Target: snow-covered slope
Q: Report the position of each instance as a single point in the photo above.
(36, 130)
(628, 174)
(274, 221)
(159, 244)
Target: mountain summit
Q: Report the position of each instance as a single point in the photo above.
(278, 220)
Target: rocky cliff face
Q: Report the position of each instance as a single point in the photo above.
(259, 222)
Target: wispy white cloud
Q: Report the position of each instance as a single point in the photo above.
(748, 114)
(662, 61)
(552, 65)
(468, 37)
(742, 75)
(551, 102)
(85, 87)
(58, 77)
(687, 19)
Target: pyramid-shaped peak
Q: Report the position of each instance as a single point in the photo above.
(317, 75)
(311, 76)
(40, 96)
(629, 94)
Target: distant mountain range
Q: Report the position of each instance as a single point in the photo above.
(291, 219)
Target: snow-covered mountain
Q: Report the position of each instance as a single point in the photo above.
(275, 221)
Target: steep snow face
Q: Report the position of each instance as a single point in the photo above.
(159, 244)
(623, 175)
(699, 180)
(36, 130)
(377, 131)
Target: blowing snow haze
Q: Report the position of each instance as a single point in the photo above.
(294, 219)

◆ ◆ ◆ ◆ ◆

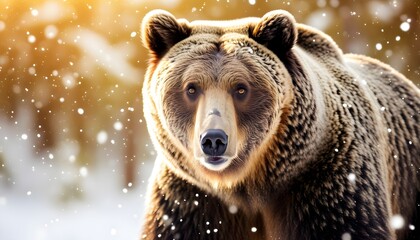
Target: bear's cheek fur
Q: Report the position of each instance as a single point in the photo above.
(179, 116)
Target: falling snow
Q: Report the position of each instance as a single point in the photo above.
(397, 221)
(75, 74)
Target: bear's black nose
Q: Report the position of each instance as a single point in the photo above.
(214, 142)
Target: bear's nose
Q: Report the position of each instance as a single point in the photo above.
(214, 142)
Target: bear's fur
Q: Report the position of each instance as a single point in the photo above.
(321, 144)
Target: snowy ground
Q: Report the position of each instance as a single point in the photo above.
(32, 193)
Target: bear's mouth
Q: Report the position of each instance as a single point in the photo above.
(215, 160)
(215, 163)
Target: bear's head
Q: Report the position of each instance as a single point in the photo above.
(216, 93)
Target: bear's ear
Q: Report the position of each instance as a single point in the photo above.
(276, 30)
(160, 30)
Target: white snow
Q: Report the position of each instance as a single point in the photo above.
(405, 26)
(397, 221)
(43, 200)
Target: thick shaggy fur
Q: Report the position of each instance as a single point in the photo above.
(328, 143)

◆ ◆ ◆ ◆ ◆

■ Instruction
Pull out every line in the records that contains the word "nose", and copy each of those lines in full. Case counts.

■ Answer for this exercise
Target: bear's black nose
Target: bear's nose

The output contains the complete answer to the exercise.